> WHAT IS BEING ASKED: Count the lines in the data below that contain the string "sill". Reply with that number only.

> RECORDS SUPPLIED:
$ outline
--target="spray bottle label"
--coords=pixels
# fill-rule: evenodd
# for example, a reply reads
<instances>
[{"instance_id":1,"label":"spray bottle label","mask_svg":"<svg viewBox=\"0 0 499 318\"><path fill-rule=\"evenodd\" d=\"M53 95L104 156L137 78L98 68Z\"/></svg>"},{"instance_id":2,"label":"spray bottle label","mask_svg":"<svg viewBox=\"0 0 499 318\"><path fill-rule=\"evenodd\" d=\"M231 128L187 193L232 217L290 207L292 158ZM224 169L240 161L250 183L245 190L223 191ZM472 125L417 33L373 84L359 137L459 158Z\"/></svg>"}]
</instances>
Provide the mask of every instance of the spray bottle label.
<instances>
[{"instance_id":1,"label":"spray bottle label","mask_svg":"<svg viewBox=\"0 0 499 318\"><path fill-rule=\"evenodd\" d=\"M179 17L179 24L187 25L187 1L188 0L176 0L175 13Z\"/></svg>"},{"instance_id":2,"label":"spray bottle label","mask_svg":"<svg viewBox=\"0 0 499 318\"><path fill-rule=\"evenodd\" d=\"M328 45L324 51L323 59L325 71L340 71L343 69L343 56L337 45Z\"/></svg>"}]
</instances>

==

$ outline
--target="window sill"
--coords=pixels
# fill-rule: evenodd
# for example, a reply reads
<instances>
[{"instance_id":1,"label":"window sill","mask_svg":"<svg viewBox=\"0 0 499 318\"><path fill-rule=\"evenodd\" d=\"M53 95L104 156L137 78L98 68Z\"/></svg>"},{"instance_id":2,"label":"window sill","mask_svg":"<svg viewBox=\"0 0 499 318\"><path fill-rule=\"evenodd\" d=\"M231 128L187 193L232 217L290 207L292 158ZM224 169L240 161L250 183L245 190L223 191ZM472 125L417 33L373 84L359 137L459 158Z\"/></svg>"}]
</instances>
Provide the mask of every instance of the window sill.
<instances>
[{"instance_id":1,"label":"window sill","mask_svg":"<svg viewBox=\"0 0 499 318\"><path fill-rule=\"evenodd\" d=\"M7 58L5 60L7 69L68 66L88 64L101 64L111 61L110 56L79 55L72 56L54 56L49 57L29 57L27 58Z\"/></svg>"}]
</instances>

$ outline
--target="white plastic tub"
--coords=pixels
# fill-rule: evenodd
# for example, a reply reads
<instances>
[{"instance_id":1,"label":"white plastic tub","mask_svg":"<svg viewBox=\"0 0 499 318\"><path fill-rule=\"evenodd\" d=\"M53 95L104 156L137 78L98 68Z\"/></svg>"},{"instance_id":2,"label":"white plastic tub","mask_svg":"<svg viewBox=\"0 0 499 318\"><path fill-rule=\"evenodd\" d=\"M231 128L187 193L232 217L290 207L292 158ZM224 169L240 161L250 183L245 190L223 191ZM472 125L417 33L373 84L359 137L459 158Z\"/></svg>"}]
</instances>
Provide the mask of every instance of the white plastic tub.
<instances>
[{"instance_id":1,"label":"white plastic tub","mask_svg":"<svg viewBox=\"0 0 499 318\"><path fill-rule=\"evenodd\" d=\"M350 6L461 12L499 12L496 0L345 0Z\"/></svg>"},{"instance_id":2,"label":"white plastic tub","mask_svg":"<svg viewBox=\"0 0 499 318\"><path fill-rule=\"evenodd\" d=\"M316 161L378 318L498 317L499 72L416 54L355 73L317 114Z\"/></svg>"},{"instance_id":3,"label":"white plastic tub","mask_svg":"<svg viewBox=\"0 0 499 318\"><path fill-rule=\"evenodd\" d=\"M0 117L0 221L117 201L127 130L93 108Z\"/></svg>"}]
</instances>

> RESULT OF THE EXERCISE: 4